## What the task requires
Retype all of the data below line for line without changing anything. Leave the pictures out of your answer.

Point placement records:
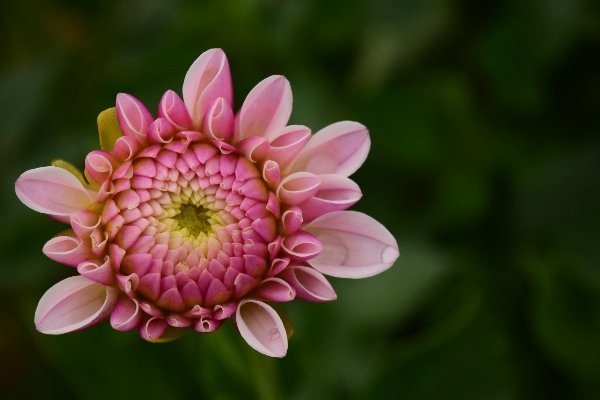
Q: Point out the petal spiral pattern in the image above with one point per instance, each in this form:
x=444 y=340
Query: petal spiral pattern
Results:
x=201 y=215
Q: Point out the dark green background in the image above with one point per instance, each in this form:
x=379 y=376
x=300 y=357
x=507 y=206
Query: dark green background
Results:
x=485 y=165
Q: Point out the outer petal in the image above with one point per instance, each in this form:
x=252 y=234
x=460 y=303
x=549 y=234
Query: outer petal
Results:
x=354 y=245
x=126 y=315
x=287 y=143
x=335 y=193
x=340 y=148
x=68 y=250
x=267 y=108
x=207 y=79
x=309 y=284
x=298 y=187
x=53 y=191
x=134 y=117
x=260 y=325
x=73 y=304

## Problem solution
Q: Point out the petal spiral pattern in the image above with one point per instance, each in this form:
x=444 y=340
Query: petal spiral pattern
Results:
x=201 y=215
Q: Point out the dark green background in the image above with one point per instance, each in this form:
x=379 y=376
x=300 y=357
x=507 y=206
Query: dark green background
Results:
x=485 y=165
Q: Point out the outer petal in the image above with one point per instance, each in this form:
x=252 y=234
x=460 y=303
x=549 y=234
Query: outer petal
Results:
x=354 y=245
x=126 y=315
x=287 y=143
x=335 y=193
x=340 y=148
x=68 y=250
x=267 y=108
x=207 y=79
x=309 y=284
x=298 y=187
x=53 y=191
x=134 y=117
x=260 y=325
x=73 y=304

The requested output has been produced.